___ Entries provided ___

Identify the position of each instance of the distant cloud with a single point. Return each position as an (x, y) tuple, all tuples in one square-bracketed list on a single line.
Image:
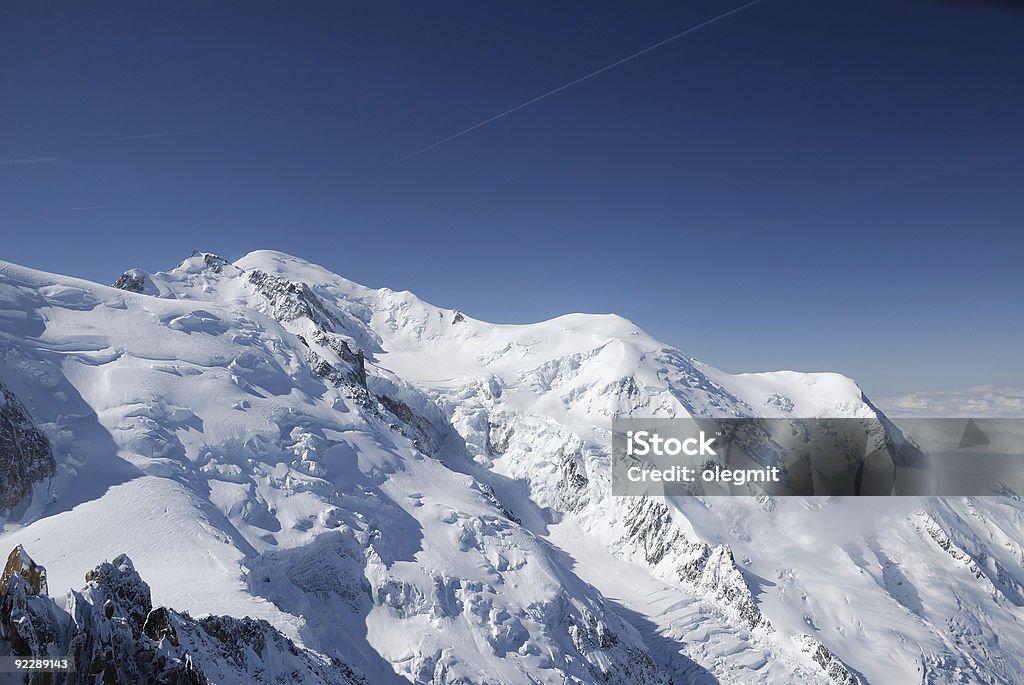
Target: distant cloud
[(979, 401), (25, 161)]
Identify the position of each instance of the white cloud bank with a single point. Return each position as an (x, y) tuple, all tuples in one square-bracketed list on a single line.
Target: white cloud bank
[(979, 401)]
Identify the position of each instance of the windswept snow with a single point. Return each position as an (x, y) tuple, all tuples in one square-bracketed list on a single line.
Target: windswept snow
[(425, 496)]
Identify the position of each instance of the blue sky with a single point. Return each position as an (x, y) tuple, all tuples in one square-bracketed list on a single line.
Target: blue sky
[(803, 185)]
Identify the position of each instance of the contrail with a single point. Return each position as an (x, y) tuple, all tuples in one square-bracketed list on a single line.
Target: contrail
[(559, 89)]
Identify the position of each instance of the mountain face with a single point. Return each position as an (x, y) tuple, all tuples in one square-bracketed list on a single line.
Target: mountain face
[(26, 457), (406, 494)]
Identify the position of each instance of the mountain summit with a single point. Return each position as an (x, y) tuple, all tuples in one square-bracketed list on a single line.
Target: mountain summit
[(375, 485)]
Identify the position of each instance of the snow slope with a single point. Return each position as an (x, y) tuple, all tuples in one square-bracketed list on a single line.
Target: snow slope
[(425, 496)]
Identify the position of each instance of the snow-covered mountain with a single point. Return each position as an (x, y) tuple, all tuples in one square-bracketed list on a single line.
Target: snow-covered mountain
[(397, 493)]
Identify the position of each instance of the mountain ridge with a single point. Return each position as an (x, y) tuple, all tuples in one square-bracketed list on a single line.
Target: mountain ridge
[(449, 460)]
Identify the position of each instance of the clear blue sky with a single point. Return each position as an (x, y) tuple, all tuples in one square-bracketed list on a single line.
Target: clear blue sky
[(806, 184)]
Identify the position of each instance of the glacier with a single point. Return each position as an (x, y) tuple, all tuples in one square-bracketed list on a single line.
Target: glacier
[(382, 490)]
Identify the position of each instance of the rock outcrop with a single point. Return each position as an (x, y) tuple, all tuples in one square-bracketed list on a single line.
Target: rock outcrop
[(114, 635), (26, 457)]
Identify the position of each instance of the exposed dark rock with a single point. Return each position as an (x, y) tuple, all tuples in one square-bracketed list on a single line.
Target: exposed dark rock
[(116, 637), (132, 281), (293, 300), (26, 456)]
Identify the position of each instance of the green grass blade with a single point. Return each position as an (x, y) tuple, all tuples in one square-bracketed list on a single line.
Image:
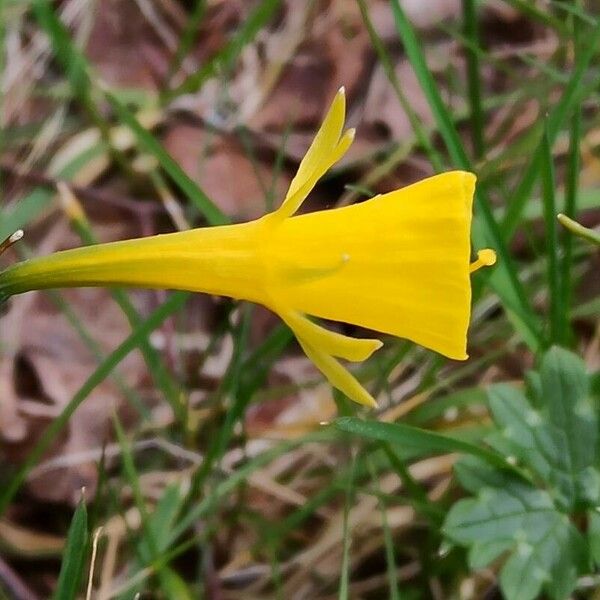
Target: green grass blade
[(570, 99), (187, 37), (152, 146), (388, 540), (413, 437), (172, 305), (557, 320), (504, 279), (229, 388), (421, 134), (571, 190), (156, 368), (74, 556)]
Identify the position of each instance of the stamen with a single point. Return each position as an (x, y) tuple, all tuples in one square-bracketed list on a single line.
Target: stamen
[(485, 258), (11, 240)]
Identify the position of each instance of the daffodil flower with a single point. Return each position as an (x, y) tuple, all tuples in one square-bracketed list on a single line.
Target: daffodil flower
[(398, 263)]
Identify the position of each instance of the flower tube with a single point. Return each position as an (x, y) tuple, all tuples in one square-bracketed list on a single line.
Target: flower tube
[(398, 263)]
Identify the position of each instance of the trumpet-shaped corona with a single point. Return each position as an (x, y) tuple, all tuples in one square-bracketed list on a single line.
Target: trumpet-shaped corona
[(398, 263)]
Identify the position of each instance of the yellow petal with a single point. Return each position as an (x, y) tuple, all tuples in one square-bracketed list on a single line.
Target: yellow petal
[(326, 149), (404, 263), (338, 376), (216, 260), (329, 342)]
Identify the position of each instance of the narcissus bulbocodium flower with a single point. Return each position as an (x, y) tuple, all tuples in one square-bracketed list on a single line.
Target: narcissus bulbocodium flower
[(398, 263)]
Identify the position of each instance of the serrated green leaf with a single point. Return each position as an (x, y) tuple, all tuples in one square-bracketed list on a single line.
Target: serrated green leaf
[(74, 557), (557, 439), (546, 547), (473, 474)]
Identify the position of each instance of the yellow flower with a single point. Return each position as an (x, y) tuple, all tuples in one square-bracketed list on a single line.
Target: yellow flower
[(398, 263)]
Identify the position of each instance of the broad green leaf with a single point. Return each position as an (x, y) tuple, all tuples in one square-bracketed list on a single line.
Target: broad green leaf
[(566, 396), (74, 558), (546, 549), (556, 436)]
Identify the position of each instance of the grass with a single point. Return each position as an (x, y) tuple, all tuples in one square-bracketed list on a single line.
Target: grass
[(339, 507)]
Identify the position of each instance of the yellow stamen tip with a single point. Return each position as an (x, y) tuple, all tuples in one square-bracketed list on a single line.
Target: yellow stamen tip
[(485, 258)]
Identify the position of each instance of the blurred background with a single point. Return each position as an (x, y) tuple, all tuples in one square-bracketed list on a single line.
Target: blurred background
[(202, 453)]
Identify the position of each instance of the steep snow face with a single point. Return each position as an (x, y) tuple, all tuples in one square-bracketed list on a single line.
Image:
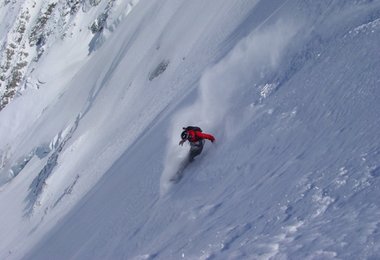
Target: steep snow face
[(289, 89)]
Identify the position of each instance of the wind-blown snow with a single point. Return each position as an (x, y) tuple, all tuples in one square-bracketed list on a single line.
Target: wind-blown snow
[(289, 89)]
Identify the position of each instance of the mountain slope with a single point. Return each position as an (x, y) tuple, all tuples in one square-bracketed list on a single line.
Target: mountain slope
[(288, 88)]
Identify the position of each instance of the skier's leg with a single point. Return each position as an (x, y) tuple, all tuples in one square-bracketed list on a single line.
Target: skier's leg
[(195, 150)]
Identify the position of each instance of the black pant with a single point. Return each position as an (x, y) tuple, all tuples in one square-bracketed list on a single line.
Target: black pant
[(195, 149)]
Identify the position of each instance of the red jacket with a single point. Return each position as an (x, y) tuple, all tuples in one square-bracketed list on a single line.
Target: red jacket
[(195, 136)]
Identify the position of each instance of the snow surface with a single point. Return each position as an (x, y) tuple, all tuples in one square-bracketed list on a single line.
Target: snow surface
[(289, 88)]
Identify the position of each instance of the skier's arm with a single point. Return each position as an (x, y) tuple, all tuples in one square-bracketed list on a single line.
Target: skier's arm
[(205, 136)]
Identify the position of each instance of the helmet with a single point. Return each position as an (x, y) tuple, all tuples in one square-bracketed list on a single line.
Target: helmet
[(184, 135)]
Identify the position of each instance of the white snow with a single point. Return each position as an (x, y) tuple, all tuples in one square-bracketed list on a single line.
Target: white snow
[(289, 89)]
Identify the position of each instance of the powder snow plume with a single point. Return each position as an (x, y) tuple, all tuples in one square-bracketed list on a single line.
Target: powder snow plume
[(252, 60)]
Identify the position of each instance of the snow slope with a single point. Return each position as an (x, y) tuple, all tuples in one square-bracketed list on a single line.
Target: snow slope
[(290, 90)]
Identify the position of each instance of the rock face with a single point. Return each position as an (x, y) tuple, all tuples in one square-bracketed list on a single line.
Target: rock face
[(29, 28)]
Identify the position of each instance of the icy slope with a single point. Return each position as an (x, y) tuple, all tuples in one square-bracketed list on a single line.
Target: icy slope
[(290, 89)]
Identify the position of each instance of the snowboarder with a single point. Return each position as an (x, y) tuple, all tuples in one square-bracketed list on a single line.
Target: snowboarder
[(194, 135)]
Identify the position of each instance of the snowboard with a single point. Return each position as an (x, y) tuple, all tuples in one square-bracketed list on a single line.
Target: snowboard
[(179, 174)]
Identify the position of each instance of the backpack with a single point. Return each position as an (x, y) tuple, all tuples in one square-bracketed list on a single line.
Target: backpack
[(194, 128)]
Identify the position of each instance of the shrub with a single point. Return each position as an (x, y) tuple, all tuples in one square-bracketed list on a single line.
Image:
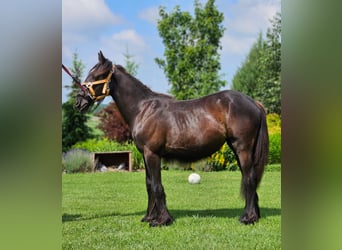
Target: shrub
[(77, 160), (274, 148), (273, 123), (105, 145)]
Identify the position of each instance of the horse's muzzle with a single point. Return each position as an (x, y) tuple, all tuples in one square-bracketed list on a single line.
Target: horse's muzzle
[(83, 102)]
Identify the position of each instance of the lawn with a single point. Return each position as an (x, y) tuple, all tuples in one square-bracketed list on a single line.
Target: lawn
[(103, 211)]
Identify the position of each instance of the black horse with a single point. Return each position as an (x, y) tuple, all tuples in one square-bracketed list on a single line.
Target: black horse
[(163, 127)]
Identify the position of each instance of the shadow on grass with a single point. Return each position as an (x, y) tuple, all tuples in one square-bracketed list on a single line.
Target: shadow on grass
[(178, 213)]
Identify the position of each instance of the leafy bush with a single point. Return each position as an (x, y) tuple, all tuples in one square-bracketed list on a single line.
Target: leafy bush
[(273, 123), (77, 160), (106, 145), (274, 130), (274, 148)]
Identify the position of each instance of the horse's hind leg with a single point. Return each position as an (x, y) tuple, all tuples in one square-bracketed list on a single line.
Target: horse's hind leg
[(249, 185)]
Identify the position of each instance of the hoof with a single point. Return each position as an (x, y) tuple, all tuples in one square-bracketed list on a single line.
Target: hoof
[(245, 219), (146, 219), (155, 223)]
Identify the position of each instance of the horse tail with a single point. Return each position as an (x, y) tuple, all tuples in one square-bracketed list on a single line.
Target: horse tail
[(261, 149)]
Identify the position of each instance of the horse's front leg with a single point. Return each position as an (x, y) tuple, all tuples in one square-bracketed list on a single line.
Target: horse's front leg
[(158, 213), (150, 213)]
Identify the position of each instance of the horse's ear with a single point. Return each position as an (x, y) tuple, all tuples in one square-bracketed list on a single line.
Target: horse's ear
[(102, 59)]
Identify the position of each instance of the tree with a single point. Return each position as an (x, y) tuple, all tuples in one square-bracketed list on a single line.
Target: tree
[(191, 61), (259, 76), (111, 121), (130, 65), (74, 123)]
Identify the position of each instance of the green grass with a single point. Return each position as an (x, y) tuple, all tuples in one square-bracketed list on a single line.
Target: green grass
[(103, 211)]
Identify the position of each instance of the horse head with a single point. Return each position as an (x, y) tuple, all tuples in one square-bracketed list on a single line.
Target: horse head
[(96, 83)]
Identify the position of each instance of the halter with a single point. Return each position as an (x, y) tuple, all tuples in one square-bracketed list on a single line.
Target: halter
[(105, 90)]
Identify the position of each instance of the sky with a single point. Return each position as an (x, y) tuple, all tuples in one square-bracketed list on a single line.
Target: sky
[(115, 27)]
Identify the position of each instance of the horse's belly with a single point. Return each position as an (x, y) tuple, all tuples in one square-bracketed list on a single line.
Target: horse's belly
[(192, 145)]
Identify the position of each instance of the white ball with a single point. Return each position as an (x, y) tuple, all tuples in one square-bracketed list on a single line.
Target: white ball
[(194, 178)]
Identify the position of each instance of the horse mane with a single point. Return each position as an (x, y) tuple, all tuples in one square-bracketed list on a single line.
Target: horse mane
[(146, 89)]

___

**Written request**
Rewrite the items above as a numbered list, from the line with "Identify the position of each instance of the horse's front" to the line with "[(158, 213), (150, 213)]", both included, and omit any blank lines.

**Answer below**
1. Identify the position of each instance of the horse's front leg with a single point. Return each position as an (x, y) tuple, all tuples in one square-bracketed list on a single line.
2. Target: horse's front leg
3. [(158, 213), (150, 213)]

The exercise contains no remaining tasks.